## Short problem
Update the entries below by changing every "intersection-monitoring dataset" to "traffic-survey dataset", leaving all other text as it is.

--- START OF Raw data ---

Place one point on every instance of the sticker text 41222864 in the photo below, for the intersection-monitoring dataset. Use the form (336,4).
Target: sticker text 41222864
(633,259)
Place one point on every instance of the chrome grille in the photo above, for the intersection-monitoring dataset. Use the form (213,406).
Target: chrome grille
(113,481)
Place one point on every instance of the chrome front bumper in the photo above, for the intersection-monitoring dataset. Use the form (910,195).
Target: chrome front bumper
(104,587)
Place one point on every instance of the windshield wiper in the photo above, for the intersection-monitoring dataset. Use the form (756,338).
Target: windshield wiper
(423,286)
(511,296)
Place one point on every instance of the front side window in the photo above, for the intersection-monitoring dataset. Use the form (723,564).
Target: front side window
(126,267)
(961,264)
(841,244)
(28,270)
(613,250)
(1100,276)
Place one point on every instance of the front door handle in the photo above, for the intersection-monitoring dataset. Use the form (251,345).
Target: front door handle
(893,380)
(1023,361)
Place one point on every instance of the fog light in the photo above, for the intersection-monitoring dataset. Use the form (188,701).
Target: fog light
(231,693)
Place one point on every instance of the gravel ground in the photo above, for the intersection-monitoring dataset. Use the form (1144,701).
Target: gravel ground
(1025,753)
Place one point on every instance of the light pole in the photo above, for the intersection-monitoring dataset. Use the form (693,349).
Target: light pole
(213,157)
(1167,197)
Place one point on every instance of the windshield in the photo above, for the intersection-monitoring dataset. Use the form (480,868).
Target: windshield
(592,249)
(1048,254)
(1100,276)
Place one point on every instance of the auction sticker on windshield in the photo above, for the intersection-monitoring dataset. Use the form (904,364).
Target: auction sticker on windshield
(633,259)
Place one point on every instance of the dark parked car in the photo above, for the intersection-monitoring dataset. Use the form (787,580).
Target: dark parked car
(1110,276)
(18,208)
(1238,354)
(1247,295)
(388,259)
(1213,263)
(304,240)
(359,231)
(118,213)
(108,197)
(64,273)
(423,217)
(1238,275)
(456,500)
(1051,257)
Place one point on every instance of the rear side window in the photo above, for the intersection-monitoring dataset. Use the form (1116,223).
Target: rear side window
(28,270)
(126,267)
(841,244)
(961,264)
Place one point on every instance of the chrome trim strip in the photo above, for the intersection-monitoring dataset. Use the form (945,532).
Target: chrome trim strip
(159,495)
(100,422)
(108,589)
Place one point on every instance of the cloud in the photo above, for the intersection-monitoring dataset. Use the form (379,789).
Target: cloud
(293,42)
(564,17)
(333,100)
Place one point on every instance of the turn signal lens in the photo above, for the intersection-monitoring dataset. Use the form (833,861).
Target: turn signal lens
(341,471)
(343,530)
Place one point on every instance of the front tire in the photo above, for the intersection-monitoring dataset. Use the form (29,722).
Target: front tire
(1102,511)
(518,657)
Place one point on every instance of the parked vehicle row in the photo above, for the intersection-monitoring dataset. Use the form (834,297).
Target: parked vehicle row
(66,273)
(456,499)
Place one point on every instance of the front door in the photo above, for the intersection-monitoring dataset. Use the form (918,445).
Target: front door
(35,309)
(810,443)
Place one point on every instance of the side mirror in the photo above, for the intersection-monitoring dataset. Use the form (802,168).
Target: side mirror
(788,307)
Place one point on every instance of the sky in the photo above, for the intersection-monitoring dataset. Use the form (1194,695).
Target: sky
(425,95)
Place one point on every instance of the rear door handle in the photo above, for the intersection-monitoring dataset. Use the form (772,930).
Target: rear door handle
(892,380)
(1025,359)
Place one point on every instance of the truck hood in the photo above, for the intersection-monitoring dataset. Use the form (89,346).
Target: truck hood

--- END OF Raw data ---

## Finished task
Place one point on every instance of the sticker text 41222864 in the photo below, for the traffic-survey dataset. Use the form (336,4).
Target: sticker text 41222864
(633,259)
Place one point on every instance of the chrome grille in the photo above, for the traffic-survey dataset. Use the form (213,406).
Target: chrome grille
(113,481)
Place one point on every instance of the chrome front bumper in the photo above, for the traffic-survey dataset. Use the form (910,195).
Target: chrome front bumper
(104,587)
Place one point on every instance of the windshield wiper in the photo above, for the traffic-survey dataset. Use the form (756,338).
Target: windshield wiper
(423,286)
(511,296)
Place one point on every instance of the front side window in the photo above, for the traffic-survey dataset. Use the form (723,564).
Target: front side window
(126,267)
(961,264)
(841,244)
(28,270)
(613,250)
(1100,276)
Place one point on every instance of the front door handle in the photo above, for the traffic-survey dataset. Use the form (251,345).
Target: front door handle
(893,380)
(1023,361)
Place one point on every instance of the fog light in the photo above, for the traffic-survey dataset. Use the form (188,701).
Target: fog light
(231,693)
Place one point on every instance of the gravel ground in the photo above, for the traffic-survey dataset. Use the form (1144,701).
Target: gravel ground
(1025,753)
Place one point on every instance of the light pole in the photo above, for the traffic-survey dataset. Use the form (693,349).
Target: light pole
(213,157)
(1167,197)
Place one point on every instance of the windshield in the photo above, for the traffic-survey dataset. Use the form (480,868).
Target: windshield
(592,249)
(1048,254)
(1100,276)
Place one point on every instance of the auction sticker on windshield in the photo above, for the traffic-survey dataset. Use the form (904,364).
Target: auction sticker on windshield
(633,259)
Place one point on every instance of the dark parked car in the photo above, for the traffic-survey dataset. Use the form (787,580).
Target: dark parked car
(1110,276)
(18,208)
(1238,354)
(1247,295)
(388,259)
(1213,263)
(304,240)
(359,231)
(118,213)
(108,197)
(64,273)
(423,217)
(1238,275)
(456,500)
(1051,257)
Place one point on every instance of the rear side window in the photo above, for the traffic-survey dataset. Use the form (1116,223).
Target: rear side window
(28,270)
(126,267)
(841,244)
(961,264)
Place one point on every instance of the chrome trim strip in the photo above, for the traffic-survey dataset. Use the form (945,532).
Target: chrome trim strip
(159,495)
(100,422)
(108,589)
Place one point on every instance of the cloud in the photo above, for the traffic-survey dataset. Use the form (379,789).
Target: cloud
(293,42)
(564,17)
(333,100)
Place one point on every instance of the turn signal lens in the photo above, for the traffic-survey dataset. Use the form (833,861).
Target: turn signal lens
(341,471)
(343,530)
Place one point on every instance of the front tire in the photo above, for the traffic-survey dataset. Use the form (29,722).
Target: front tire
(1102,511)
(518,657)
Place one point on every instance of the parked vehicle row in the photo above, for the traffic-survey dataset. Use the form (834,297).
Target: parked vehicle row
(66,273)
(456,499)
Place one point on every instance of the front door in the photo above, for the traffic-survey dataset. Use the form (918,445).
Target: front door
(35,309)
(810,443)
Place one point on every instance of the side mirror in the photo above, for the traffic-survey dataset. Use the form (802,168).
Target: side mirror
(788,307)
Place one point on every instance of the sky in the photo above, for the traffic-survey dataset. Use the form (1194,695).
Target: sky
(425,95)
Place one point on every instance of the rear door handle in the photo above, for the traffic-survey dataset. Use the form (772,930).
Target: rear door handle
(892,380)
(1025,359)
Place one point on every instance of the truck hood in the photo above, for the traffic-survey dataset. Use the form (89,346).
Target: truck hood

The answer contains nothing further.